■ Task details: Write down every entry below once more, exactly.

[Location identification entries]
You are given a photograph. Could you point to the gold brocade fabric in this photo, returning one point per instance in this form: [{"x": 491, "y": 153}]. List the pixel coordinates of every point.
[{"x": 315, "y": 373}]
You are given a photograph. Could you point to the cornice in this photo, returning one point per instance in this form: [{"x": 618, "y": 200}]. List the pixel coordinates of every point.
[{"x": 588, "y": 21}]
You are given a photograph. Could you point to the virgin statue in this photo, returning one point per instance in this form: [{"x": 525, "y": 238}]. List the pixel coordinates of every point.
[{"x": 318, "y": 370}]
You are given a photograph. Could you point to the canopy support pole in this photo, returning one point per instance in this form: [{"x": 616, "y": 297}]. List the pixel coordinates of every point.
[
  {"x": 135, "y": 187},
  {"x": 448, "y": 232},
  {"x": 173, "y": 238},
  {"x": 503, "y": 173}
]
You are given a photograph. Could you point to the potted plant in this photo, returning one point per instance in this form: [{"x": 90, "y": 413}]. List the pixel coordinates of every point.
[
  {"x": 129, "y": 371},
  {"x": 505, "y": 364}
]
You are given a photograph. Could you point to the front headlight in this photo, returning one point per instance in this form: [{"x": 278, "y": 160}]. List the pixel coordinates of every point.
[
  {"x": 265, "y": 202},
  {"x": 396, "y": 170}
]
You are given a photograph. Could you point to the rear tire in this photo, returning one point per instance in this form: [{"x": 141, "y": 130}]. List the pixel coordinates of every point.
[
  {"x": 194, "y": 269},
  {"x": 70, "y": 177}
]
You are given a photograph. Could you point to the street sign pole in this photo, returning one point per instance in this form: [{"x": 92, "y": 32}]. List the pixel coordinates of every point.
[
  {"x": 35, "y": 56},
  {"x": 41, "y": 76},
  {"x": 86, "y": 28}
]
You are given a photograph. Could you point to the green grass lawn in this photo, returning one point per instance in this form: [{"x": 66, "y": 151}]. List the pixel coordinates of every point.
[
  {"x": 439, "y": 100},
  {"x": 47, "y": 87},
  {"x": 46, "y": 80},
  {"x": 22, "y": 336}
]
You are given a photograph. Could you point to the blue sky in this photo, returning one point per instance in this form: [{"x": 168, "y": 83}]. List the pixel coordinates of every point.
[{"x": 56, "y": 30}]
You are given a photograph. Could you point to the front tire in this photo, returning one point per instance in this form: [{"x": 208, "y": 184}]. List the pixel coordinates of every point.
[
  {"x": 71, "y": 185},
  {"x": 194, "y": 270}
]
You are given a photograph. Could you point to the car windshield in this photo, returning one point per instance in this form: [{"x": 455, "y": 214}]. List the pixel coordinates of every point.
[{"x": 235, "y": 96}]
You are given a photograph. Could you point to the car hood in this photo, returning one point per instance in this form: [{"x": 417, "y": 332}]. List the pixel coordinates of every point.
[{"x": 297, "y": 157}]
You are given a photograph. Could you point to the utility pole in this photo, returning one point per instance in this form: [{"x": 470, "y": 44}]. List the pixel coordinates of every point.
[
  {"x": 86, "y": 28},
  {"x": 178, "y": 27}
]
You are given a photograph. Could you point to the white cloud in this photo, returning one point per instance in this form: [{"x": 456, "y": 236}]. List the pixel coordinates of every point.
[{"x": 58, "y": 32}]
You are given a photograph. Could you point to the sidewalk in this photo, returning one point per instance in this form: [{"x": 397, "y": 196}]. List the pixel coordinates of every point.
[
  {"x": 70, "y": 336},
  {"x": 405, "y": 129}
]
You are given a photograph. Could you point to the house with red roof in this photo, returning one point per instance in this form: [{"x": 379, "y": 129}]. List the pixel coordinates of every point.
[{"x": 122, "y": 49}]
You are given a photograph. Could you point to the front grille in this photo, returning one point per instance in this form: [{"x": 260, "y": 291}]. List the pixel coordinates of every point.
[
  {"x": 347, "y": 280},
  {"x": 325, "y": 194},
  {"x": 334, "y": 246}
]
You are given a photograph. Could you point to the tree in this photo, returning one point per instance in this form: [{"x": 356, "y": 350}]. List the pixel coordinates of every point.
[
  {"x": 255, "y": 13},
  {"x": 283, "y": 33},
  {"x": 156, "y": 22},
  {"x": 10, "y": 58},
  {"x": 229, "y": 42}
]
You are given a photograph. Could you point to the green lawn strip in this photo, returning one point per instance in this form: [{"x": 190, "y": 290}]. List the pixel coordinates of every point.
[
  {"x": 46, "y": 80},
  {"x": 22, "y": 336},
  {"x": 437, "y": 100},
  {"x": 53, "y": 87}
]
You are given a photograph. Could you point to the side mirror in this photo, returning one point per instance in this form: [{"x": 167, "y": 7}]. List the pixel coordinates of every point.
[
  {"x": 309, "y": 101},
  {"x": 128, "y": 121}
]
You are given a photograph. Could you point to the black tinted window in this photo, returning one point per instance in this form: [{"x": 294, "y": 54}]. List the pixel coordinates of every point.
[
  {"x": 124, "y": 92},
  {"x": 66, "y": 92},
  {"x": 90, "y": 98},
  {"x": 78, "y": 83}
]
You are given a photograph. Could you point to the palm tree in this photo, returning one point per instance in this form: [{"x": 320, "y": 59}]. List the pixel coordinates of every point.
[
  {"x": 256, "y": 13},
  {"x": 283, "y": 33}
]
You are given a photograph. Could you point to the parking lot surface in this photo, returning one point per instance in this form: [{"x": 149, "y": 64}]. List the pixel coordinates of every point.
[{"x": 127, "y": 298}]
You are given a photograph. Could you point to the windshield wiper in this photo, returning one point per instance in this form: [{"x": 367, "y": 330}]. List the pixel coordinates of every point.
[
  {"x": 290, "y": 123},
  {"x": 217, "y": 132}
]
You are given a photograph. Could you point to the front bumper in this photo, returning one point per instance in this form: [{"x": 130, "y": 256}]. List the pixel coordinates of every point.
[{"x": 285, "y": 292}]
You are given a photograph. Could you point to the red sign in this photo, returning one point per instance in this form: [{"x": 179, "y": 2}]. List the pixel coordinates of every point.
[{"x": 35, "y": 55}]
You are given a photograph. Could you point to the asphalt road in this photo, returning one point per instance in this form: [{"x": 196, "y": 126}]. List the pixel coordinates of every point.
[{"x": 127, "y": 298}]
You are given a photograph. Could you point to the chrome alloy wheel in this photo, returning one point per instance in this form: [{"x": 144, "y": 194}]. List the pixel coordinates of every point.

■ Written reply:
You are given a photograph. Could you point to the gold brocade fabric in this photo, returning one point per instance in this form: [{"x": 491, "y": 153}]. List the pixel coordinates of every point.
[{"x": 315, "y": 373}]
You are given a photograph. Could you point to the cornice in this photo, returning one point per instance in this form: [{"x": 618, "y": 200}]. List the pixel coordinates of every point.
[{"x": 588, "y": 21}]
You are given a photograph. Could you point to the virgin statue in this photo, returning one point per instance in this form: [{"x": 525, "y": 238}]. List the pixel coordinates of every point.
[{"x": 318, "y": 370}]
You are given a photograph. Could you point to the canopy support pole in this photo, returning one point per instance in this form: [{"x": 616, "y": 297}]. List the pixel coordinates of every point.
[
  {"x": 135, "y": 187},
  {"x": 448, "y": 232},
  {"x": 173, "y": 238},
  {"x": 503, "y": 173}
]
You are given a photograph. Could you point to the potted plant in this photo, returning one point per instance in this form: [{"x": 90, "y": 413}]. List the pixel coordinates of every point.
[
  {"x": 129, "y": 371},
  {"x": 505, "y": 364}
]
You are given a photograph. Could you point to the front headlight in this photo, returning one point per instance in this form: [{"x": 278, "y": 160}]. List the pixel coordinates of every point.
[
  {"x": 265, "y": 202},
  {"x": 396, "y": 170}
]
You are given a photograph. Could you point to the rear tire in this photo, returning one point per instance in this form: [{"x": 141, "y": 130}]. List the pixel coordinates of every point.
[
  {"x": 194, "y": 269},
  {"x": 70, "y": 177}
]
You are given a photograph. Could you point to the street sign pole in this photo, returning one point per instance in this form: [{"x": 92, "y": 32}]. List the pixel coordinates of every point.
[
  {"x": 35, "y": 56},
  {"x": 41, "y": 76},
  {"x": 86, "y": 28}
]
You are given a photograph. Could you point to the green grass lawn in this photo, returning one point per instance in this form: [{"x": 66, "y": 151}]. List the pixel coordinates of every point.
[
  {"x": 439, "y": 100},
  {"x": 47, "y": 87},
  {"x": 46, "y": 80},
  {"x": 22, "y": 336}
]
You are given a photograph. Could you point to the blue sky in this photo, returning one point per instance in this form: [{"x": 168, "y": 83}]. List the pixel coordinates of every point.
[{"x": 56, "y": 30}]
You are given a photograph. Could you point to the front tire in this photo, returning one point per instance in this form: [{"x": 208, "y": 184}]. List the pixel coordinates of every point.
[
  {"x": 71, "y": 185},
  {"x": 194, "y": 270}
]
You are given a photograph. Could you point to the car windshield in this photo, returning one point per instance in this form: [{"x": 455, "y": 214}]. List the pixel coordinates of every point.
[{"x": 235, "y": 96}]
You are given a photograph. Could you point to the car hood in this photo, returning one point per instance in this form: [{"x": 417, "y": 332}]. List the pixel coordinates of every point.
[{"x": 297, "y": 157}]
You are given a photograph. Could you point to the utility pole in this photo, returning one point per instance in this form: [{"x": 470, "y": 44}]. List the pixel coordinates of every point.
[
  {"x": 86, "y": 28},
  {"x": 178, "y": 27}
]
You are given a photograph. Could you point to the white cloud in this photo, returning one point per instance in this form: [{"x": 456, "y": 236}]. List the pixel coordinates of every point.
[{"x": 58, "y": 32}]
You are given a photograph. Could you point to the sidewalk in this photo, returning one point per instance in this form: [{"x": 397, "y": 196}]. List the pixel coordinates of every point.
[
  {"x": 70, "y": 336},
  {"x": 405, "y": 129}
]
You are given a photograph. Could you point to the house with red roof in this photo, returning one point per instance in this form: [{"x": 379, "y": 129}]. List the pixel coordinates of every point.
[{"x": 122, "y": 49}]
You are given a photograph. Could you point to the front grille in this photo, returning one point per instance in this form: [{"x": 260, "y": 291}]. List the pixel coordinates of every point.
[
  {"x": 347, "y": 280},
  {"x": 325, "y": 194},
  {"x": 334, "y": 246}
]
You are given a photograph. Could you point to the tree in this photo, returning one point per instance in this form: [{"x": 356, "y": 350}]. List the pixel coordinates of every point.
[
  {"x": 255, "y": 13},
  {"x": 283, "y": 33},
  {"x": 156, "y": 22},
  {"x": 10, "y": 58},
  {"x": 229, "y": 42}
]
You are given a photograph. Could you point to the green lawn strip in this photo, returning one point per instance in this form: [{"x": 190, "y": 290}]. List the pixel coordinates of every point.
[
  {"x": 46, "y": 80},
  {"x": 22, "y": 336},
  {"x": 437, "y": 100},
  {"x": 53, "y": 87}
]
You are given a photograph. Could you point to the side mirror in this photo, returning one point per instance in this form: [{"x": 167, "y": 7}]. List the pixel coordinates of every point.
[
  {"x": 309, "y": 101},
  {"x": 128, "y": 121}
]
You are given a photograph. Could you point to the black tinted window in this photo, returning one point per instance in this form: [{"x": 294, "y": 54}]. List the pixel coordinates of every point.
[
  {"x": 124, "y": 92},
  {"x": 66, "y": 92},
  {"x": 90, "y": 98},
  {"x": 78, "y": 83}
]
You are given a photograph. Could you point to the palm tree in this photo, returning one point per instance in this form: [{"x": 320, "y": 59}]. List the pixel coordinates of every point.
[
  {"x": 256, "y": 13},
  {"x": 283, "y": 33}
]
You are given a photograph. Could you point to the parking lot surface in this photo, returning one point per instance in this form: [{"x": 149, "y": 64}]. List the pixel coordinates of every point.
[{"x": 127, "y": 298}]
You are given a photograph. Could you point to the windshield wiper in this photo, returning one point per instance in this form: [{"x": 367, "y": 330}]. List the pixel coordinates of every point.
[
  {"x": 290, "y": 123},
  {"x": 217, "y": 132}
]
You are given a photograph. Could you point to the front bumper in this photo, returning one point per instance in this form: [{"x": 130, "y": 256}]. List the pixel coordinates of every point.
[{"x": 285, "y": 292}]
You are given a photograph. Could you point to the red sign in this photo, returning one point per instance in this form: [{"x": 179, "y": 2}]. List the pixel coordinates of every point.
[{"x": 35, "y": 55}]
You are given a photograph. Could you point to the asphalt road in this photo, returning one point per instance in this form: [{"x": 196, "y": 126}]. List the pixel coordinates of every point.
[{"x": 127, "y": 298}]
You are given a photograph. Could you point to the chrome alloy wheel in this photo, returning one point per instance in this form: [{"x": 144, "y": 194}]. List the pixel coordinates of every point.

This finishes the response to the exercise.